(Excerpts of pointing data)
· · · · ·

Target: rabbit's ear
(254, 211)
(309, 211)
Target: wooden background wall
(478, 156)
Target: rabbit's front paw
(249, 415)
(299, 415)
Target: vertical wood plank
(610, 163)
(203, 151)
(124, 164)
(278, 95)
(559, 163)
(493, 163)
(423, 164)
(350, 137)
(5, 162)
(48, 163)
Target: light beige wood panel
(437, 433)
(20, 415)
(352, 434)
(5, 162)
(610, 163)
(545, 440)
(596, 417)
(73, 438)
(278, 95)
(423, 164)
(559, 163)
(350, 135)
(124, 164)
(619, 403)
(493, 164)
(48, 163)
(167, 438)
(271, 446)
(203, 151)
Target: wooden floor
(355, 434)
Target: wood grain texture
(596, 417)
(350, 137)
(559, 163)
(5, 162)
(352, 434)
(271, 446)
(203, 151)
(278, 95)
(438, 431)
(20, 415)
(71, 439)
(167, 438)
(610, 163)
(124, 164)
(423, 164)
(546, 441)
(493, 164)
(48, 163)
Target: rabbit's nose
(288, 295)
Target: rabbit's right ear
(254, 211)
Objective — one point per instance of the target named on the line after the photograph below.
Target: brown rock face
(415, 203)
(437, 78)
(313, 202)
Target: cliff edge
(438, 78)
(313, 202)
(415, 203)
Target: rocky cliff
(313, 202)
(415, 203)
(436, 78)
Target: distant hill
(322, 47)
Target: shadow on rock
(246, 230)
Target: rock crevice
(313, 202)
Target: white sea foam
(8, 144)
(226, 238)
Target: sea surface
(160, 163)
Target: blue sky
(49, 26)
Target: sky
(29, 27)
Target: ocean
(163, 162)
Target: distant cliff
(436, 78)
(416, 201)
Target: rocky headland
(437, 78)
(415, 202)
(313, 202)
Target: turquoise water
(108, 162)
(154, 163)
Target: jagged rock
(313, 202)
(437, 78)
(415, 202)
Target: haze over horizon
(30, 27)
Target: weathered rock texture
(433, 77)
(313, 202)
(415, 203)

· · · · ·

Please rewrite every line of the data from the one containing "Target: ocean" down to the end, lowering each coordinate by 147 and leaving all other lines unchanged.

Task answer
Target: ocean
(16, 15)
Target: distant cliff
(289, -69)
(269, 54)
Target: rocky headland
(290, -69)
(268, 55)
(166, 55)
Target: turquoise water
(-39, 15)
(7, 16)
Target: jagged rock
(166, 55)
(290, -69)
(268, 55)
Target: haze over horizon
(-117, -120)
Target: weathered rock texture
(286, -70)
(166, 55)
(268, 56)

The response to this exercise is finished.